What is required
Only text lines belong in the answer: the lines from the first one in the records through the line with "negative clicks: (1366, 1274)", copied exactly.
○ ○ ○ ○ ○ ○ ○
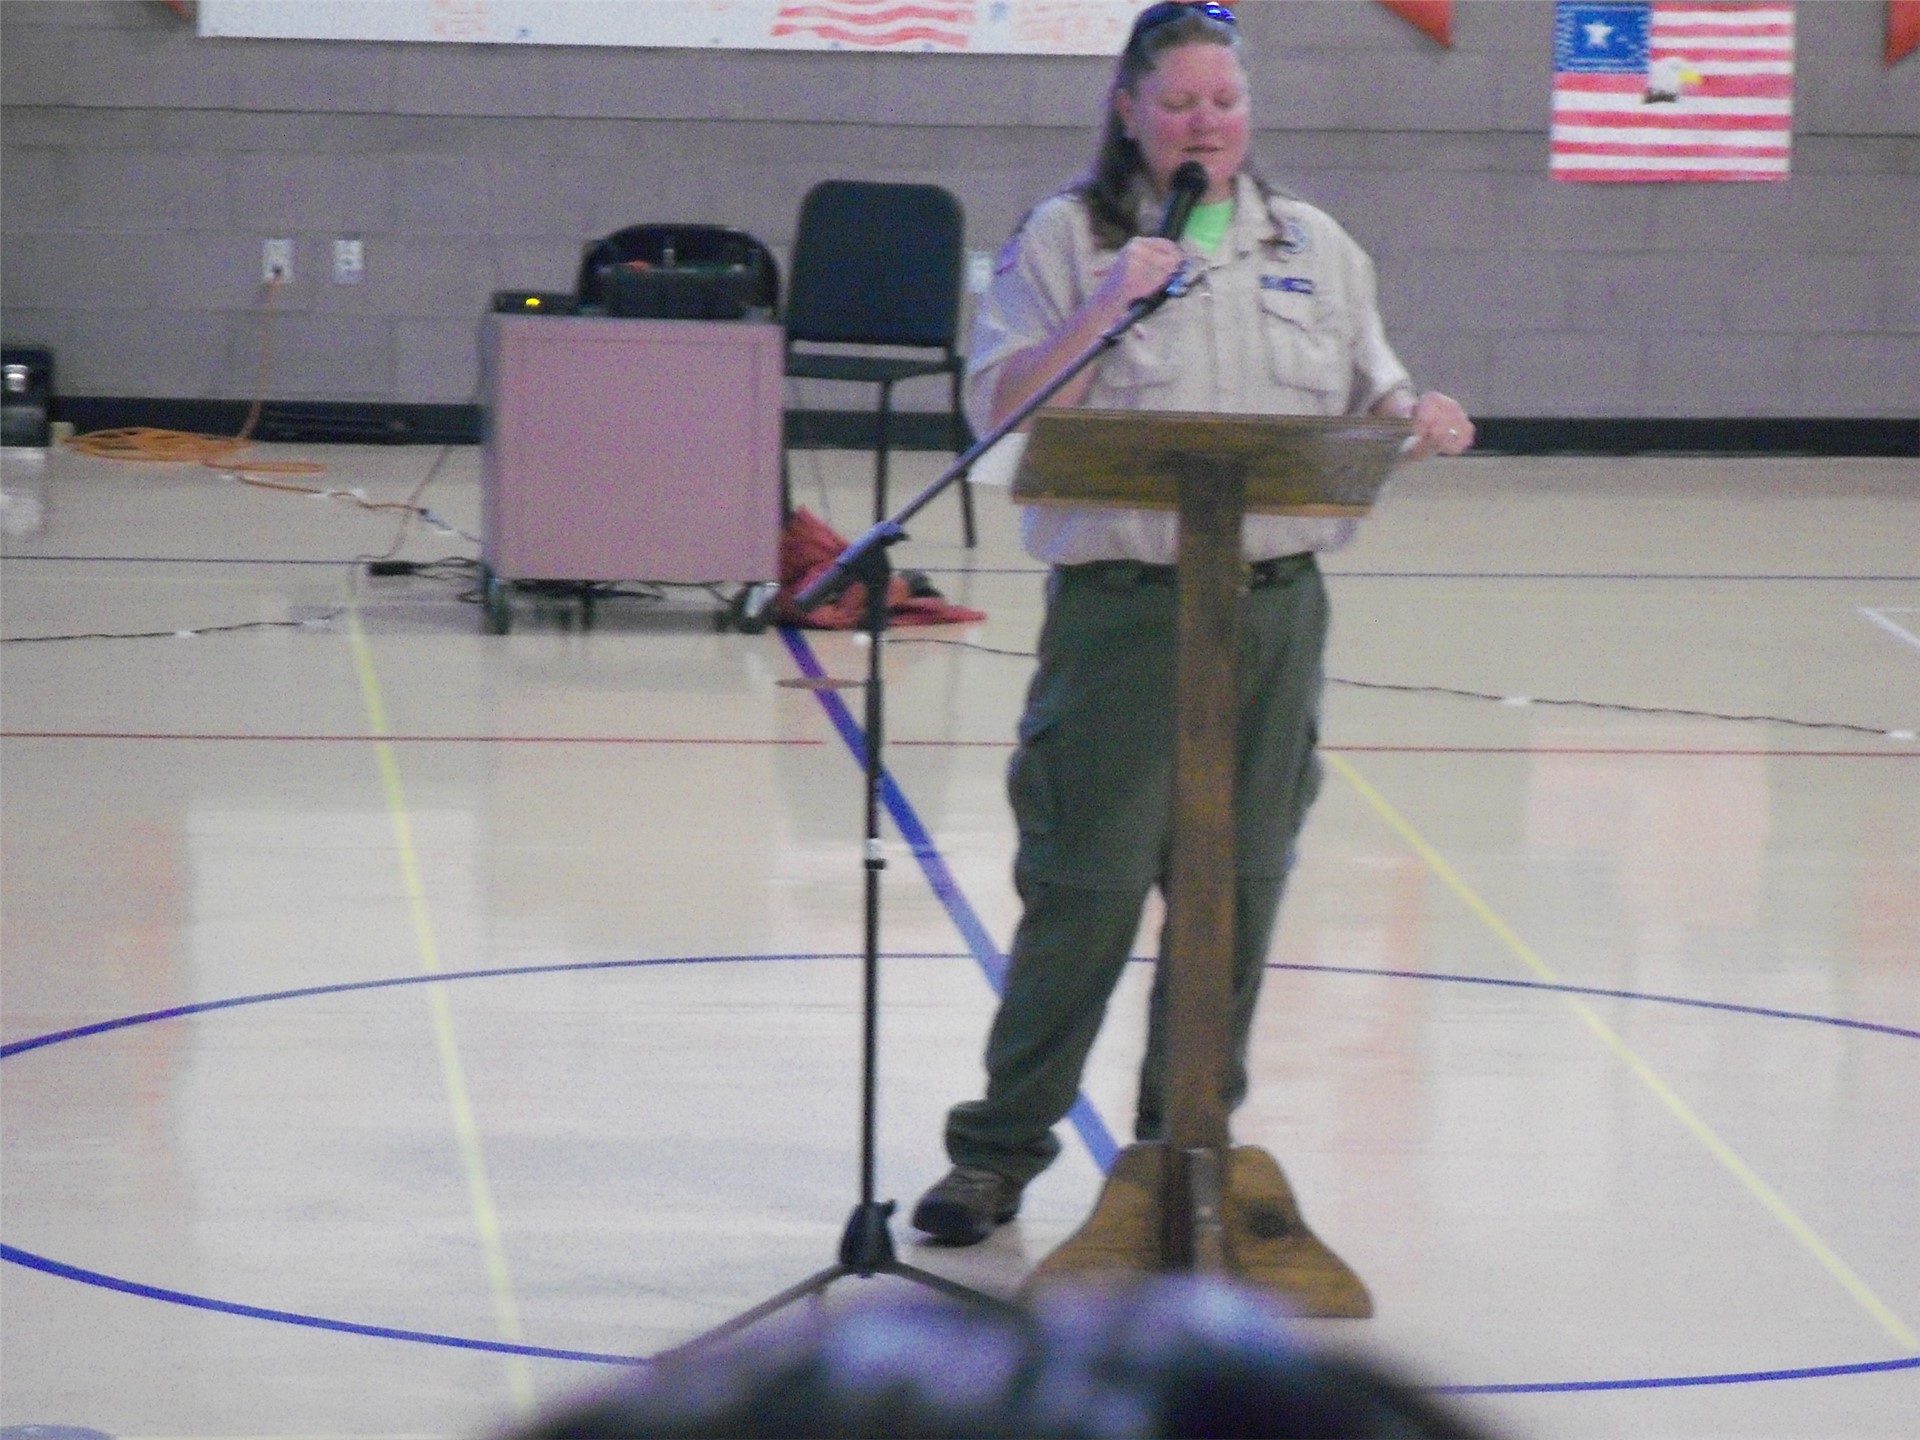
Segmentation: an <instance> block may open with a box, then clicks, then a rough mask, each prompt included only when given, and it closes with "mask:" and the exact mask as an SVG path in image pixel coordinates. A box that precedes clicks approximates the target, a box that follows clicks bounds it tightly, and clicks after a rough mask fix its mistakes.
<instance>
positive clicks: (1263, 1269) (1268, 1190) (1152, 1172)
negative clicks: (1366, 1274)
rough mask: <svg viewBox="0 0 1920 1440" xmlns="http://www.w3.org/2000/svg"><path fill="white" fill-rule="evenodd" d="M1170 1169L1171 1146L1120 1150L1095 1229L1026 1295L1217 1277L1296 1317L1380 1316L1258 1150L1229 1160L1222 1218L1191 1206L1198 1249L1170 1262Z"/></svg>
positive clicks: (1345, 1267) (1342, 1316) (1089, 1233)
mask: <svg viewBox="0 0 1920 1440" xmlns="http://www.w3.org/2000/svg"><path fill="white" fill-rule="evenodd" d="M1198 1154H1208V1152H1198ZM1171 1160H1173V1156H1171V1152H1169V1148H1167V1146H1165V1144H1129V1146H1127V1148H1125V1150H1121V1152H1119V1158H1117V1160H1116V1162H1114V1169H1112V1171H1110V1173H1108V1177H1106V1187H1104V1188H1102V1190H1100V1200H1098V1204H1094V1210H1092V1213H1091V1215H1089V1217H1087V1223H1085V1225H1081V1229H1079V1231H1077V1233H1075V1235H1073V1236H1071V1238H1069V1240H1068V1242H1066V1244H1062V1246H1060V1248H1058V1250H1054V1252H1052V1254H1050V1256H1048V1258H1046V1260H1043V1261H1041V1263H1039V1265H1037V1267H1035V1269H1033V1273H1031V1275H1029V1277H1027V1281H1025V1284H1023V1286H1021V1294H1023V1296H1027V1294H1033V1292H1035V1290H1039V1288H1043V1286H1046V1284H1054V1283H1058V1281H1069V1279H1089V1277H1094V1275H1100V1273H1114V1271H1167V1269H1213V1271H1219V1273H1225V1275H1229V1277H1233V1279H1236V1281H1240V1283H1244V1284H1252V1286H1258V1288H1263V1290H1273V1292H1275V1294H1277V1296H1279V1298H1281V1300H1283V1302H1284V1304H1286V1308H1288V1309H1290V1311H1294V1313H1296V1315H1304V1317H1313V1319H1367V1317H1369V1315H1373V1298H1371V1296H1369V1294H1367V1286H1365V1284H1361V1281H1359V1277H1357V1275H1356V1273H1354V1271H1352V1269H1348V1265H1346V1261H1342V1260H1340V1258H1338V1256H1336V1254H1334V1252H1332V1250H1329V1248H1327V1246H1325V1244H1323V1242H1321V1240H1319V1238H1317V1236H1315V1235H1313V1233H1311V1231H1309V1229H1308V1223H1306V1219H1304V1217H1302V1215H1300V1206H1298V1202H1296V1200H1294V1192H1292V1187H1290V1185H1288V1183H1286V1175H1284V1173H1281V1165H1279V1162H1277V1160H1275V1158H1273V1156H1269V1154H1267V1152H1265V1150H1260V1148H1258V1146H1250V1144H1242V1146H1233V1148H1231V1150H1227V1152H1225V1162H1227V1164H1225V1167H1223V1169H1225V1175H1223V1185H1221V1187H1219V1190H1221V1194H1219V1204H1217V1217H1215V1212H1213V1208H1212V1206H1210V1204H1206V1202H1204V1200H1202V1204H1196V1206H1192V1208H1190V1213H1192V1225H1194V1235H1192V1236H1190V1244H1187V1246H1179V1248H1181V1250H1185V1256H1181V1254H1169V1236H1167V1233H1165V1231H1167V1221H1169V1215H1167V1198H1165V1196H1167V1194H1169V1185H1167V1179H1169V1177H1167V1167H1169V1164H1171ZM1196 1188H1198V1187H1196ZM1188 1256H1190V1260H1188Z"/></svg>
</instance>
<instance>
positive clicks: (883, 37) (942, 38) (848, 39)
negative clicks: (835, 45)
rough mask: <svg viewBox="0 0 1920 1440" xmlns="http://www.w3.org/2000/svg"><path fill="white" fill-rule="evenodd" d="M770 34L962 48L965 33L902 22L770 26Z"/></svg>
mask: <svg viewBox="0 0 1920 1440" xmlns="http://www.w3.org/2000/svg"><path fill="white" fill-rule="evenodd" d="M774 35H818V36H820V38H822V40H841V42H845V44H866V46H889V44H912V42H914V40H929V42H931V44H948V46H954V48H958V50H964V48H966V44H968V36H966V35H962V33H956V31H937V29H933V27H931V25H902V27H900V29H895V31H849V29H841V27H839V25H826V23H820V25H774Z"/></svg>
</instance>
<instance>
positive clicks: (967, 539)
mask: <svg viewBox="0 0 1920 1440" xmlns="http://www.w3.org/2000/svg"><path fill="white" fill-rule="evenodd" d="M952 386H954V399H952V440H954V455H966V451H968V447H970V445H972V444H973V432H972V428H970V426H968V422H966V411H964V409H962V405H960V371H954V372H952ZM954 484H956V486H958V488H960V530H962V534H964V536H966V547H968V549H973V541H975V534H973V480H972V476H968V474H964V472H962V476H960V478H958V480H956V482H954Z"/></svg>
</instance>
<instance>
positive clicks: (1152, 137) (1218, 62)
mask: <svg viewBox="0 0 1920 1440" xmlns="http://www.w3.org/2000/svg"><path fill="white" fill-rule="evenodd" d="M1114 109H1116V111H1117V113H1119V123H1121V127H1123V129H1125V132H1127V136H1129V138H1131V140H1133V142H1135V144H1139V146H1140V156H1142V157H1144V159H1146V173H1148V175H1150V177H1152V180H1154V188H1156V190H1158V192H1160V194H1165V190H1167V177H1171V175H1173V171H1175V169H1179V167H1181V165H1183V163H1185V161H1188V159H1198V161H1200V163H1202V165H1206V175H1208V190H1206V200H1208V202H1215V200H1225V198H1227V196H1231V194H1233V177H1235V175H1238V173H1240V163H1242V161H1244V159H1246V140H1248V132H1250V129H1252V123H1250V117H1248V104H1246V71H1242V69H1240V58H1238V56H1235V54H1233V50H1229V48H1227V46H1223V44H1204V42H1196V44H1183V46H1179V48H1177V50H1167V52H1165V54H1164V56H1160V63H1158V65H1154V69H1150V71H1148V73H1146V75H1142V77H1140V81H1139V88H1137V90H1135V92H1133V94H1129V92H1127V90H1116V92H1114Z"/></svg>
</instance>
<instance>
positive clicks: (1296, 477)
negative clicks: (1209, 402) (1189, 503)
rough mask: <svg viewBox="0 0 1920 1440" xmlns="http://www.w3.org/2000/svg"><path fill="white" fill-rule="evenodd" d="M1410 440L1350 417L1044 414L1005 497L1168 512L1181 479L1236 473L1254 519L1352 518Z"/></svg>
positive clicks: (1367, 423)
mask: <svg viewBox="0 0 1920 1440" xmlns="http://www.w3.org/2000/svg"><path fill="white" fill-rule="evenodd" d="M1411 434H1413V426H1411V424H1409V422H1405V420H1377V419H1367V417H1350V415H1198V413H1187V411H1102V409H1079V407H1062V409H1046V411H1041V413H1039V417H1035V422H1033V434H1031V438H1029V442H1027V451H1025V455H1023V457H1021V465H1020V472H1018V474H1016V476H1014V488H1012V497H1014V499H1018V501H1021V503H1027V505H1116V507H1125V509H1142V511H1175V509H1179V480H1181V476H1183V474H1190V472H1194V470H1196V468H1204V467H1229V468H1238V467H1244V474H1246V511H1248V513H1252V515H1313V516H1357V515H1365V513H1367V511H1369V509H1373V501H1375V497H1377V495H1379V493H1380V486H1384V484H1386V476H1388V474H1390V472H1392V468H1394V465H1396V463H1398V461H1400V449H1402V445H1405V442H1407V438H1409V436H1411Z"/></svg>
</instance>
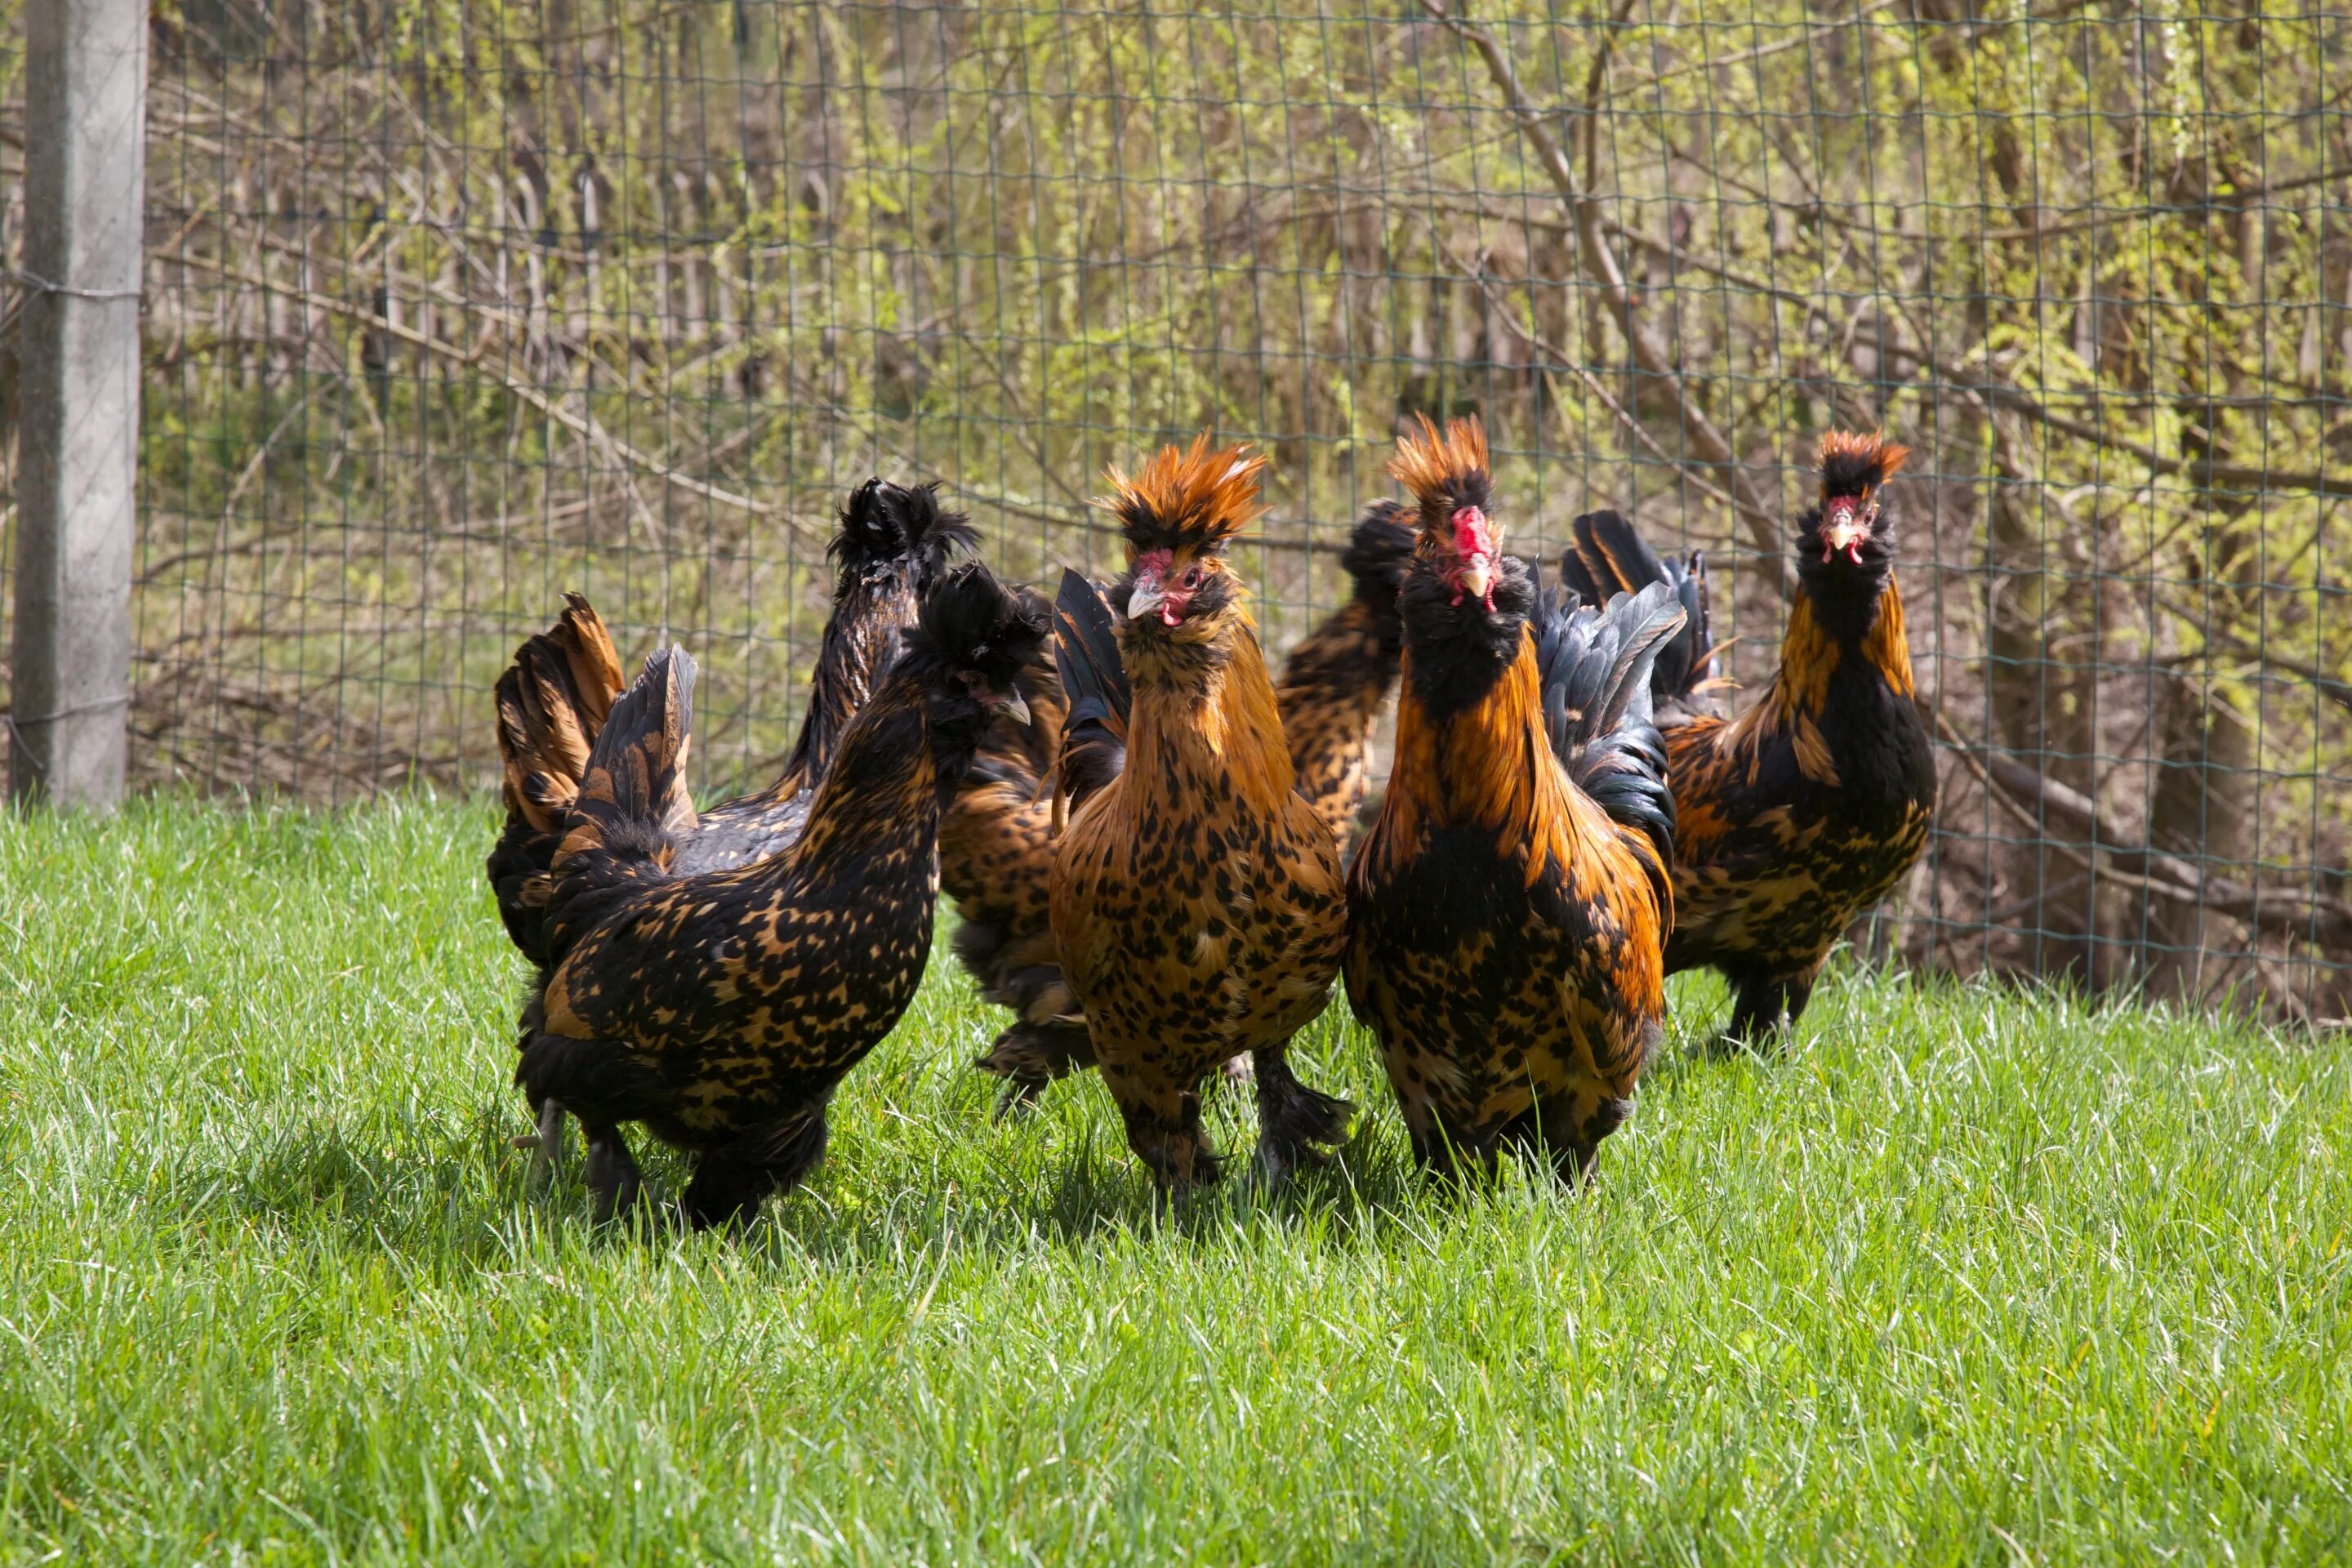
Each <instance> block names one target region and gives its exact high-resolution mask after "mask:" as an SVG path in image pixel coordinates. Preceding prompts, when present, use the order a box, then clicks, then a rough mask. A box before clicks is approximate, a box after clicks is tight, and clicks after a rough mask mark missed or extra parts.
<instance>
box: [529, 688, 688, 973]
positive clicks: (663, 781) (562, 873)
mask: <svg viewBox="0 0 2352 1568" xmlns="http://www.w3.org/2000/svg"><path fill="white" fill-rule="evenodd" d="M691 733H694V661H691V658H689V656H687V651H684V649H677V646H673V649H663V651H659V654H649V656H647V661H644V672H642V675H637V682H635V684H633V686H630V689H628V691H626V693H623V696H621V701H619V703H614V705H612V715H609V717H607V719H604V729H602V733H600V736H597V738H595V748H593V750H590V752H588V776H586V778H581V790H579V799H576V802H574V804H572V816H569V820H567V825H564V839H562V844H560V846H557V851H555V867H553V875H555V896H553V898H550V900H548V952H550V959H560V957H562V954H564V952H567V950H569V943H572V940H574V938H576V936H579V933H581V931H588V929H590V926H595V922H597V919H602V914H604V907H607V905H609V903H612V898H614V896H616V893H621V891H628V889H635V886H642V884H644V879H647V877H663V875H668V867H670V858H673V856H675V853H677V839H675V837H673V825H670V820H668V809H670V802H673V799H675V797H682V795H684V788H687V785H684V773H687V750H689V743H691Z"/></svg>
○ ○ ○ ○ ○ ○ ○
Response to this task
Segmentation: an <instance> block may open with a box, then clicks, then a rough mask, each prompt included only when given, and it closes with "mask:" and the exact mask as an SVG path in image pixel coordinates. A box that precedes clicks approximates the target, a box that follows clicks bounds it tightly, and clicks after a rough mask fix its mistakes.
<instance>
positive clicks: (1263, 1269) (1268, 1190) (1152, 1172)
negative clicks: (1366, 1274)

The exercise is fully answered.